START Record set

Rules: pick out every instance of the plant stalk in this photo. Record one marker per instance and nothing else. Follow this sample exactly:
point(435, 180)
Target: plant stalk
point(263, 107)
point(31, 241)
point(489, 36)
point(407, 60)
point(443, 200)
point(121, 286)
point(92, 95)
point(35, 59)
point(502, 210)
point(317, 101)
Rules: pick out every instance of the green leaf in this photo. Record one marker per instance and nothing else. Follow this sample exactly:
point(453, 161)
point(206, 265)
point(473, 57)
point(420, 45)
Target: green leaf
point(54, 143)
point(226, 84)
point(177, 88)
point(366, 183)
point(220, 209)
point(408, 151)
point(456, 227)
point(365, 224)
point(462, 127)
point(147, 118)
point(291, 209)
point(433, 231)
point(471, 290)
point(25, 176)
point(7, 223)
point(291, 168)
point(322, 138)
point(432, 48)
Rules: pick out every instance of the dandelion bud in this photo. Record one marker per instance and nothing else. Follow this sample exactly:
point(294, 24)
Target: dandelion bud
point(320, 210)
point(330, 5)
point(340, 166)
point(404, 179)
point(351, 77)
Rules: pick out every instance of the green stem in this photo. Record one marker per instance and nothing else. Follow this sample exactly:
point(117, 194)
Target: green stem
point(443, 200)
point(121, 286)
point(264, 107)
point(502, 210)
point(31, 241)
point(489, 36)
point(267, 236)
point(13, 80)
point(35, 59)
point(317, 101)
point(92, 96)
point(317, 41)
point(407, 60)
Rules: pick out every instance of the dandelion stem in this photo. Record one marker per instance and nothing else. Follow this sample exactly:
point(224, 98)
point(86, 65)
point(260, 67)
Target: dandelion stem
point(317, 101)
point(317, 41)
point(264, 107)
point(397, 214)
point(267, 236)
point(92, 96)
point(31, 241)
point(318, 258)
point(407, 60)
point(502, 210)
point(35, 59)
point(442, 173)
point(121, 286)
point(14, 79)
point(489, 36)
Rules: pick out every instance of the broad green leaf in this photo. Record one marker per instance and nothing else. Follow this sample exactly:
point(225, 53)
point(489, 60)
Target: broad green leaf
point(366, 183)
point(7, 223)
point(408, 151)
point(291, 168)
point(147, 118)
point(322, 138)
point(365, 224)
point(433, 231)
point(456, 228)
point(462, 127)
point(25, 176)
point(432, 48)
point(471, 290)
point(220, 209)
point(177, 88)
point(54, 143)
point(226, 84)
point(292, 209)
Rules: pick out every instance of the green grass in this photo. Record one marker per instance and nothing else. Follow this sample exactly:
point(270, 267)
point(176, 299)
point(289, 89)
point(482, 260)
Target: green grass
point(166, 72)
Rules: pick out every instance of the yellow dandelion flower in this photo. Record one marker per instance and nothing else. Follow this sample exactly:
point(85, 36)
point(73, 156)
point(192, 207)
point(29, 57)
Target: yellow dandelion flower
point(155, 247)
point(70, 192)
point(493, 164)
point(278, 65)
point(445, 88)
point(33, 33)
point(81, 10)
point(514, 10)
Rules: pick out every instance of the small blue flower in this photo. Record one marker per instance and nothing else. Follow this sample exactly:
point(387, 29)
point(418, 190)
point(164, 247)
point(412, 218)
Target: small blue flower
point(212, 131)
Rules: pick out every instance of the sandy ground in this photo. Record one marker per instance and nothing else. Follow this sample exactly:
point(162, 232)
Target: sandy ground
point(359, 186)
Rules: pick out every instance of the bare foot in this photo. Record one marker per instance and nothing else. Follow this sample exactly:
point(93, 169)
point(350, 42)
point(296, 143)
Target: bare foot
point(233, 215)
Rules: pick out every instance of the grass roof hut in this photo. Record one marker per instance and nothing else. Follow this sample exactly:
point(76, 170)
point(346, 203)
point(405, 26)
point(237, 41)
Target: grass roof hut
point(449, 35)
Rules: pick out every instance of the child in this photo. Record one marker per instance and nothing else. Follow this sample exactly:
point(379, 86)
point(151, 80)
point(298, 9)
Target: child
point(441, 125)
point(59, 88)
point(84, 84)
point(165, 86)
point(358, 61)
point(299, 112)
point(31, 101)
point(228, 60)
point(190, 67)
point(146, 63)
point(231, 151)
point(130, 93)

END Record set
START Record set

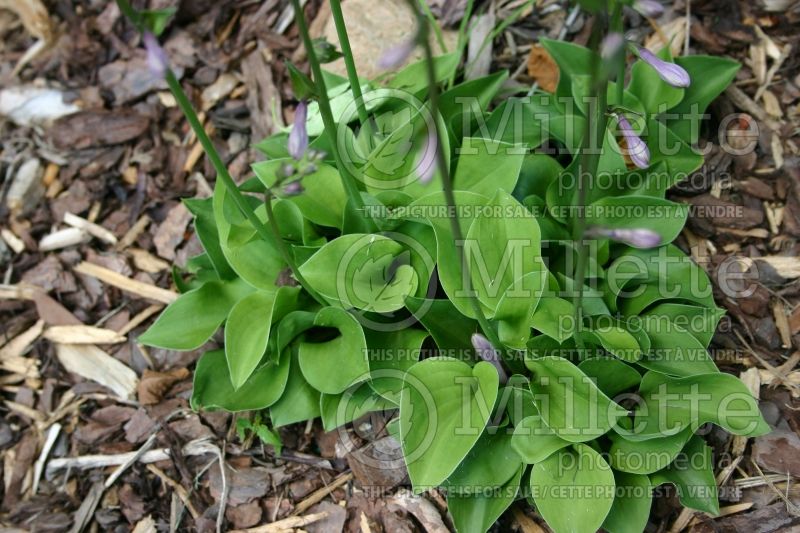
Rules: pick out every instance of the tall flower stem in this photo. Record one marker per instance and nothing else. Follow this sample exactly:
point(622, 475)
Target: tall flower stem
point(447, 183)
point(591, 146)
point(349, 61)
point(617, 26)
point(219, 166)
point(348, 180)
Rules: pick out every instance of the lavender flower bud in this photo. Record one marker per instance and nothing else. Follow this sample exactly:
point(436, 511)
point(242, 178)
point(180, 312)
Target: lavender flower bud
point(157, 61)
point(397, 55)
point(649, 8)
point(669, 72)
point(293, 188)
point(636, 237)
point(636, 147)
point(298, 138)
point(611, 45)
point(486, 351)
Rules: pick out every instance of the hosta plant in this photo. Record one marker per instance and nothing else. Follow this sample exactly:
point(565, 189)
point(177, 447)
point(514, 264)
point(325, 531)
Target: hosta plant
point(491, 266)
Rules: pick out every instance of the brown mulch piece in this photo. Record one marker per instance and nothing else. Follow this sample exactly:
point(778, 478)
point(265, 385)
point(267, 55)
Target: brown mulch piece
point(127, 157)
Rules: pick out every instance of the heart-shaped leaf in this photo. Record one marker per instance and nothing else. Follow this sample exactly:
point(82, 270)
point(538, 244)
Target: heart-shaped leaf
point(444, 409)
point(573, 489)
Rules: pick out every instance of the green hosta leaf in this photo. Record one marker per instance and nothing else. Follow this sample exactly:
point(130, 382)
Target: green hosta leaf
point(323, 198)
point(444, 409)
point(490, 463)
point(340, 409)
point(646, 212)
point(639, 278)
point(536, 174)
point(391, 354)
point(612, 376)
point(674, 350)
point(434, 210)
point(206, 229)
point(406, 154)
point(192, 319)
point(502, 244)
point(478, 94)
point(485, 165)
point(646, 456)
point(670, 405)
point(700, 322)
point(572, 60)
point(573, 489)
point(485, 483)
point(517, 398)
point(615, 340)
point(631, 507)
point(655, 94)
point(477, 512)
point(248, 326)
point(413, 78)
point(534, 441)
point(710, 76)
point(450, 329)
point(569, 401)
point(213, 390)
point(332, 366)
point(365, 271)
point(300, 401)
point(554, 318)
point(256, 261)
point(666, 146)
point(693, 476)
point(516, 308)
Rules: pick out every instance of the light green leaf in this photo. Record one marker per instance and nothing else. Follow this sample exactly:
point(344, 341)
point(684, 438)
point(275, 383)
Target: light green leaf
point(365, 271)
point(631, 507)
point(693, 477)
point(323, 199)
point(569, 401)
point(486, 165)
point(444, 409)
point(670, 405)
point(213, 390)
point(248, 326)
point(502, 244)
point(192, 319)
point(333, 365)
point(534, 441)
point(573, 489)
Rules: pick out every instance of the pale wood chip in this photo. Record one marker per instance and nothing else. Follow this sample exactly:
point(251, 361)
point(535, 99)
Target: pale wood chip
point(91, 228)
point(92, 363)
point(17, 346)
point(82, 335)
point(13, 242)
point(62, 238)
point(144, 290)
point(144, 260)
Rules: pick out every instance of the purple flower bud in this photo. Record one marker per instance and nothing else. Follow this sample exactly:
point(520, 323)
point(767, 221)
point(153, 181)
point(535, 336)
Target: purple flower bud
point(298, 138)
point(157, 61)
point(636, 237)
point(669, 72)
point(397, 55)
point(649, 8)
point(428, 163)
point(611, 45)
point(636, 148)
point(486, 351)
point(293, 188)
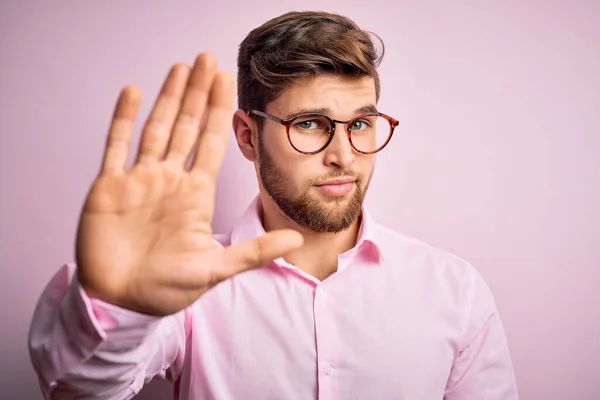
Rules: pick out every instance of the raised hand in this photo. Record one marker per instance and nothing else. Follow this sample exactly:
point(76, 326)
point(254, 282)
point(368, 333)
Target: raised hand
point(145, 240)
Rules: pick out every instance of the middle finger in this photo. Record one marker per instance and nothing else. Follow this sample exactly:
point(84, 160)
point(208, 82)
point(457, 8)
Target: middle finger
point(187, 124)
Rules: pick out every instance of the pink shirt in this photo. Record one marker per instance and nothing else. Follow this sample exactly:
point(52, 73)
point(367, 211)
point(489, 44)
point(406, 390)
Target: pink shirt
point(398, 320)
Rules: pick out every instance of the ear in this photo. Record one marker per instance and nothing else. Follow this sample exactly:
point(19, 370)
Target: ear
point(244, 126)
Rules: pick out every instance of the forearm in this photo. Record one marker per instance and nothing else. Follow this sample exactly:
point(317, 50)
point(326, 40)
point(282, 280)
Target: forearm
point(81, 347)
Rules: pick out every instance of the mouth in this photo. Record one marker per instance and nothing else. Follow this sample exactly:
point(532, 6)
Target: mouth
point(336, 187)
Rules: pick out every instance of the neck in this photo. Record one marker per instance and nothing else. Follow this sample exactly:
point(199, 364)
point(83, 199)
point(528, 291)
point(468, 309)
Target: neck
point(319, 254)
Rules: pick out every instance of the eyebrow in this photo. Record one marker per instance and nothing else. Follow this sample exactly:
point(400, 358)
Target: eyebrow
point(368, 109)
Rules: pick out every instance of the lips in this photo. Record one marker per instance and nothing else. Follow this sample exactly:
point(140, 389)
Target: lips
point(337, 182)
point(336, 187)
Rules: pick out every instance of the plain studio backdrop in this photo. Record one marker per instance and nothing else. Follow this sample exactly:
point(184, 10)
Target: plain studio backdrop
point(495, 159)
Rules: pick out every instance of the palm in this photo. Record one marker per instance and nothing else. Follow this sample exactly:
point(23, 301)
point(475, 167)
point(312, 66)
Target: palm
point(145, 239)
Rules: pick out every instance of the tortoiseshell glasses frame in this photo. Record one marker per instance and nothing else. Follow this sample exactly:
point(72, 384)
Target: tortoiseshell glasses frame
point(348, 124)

END Record set

#### About this task
The required output is the stretch of entries above from the line containing "point(19, 370)" through the line containing "point(400, 358)", reproduced exactly.

#### Solved problem
point(19, 370)
Target: ear
point(244, 126)
Rules: pick out every instance of the forearm in this photo. Record one marker per instance and nothing else. Follow this sample exactly:
point(317, 50)
point(326, 40)
point(282, 280)
Target: forearm
point(81, 347)
Rules: pick out every instance of the mouth in this photo. Record one marker per instance and nothing else. Follow this sample exactly:
point(532, 6)
Target: mouth
point(336, 187)
Rules: pick out every instance of the neck in this photo. Record one marker per instance and nothing else. Follow this sample exactly:
point(199, 364)
point(83, 199)
point(528, 291)
point(468, 309)
Target: neck
point(319, 254)
Rules: pick out every instance of the eyebrow in this photo. Record one marker per instance and nothing else. Follow this sample exactly:
point(400, 358)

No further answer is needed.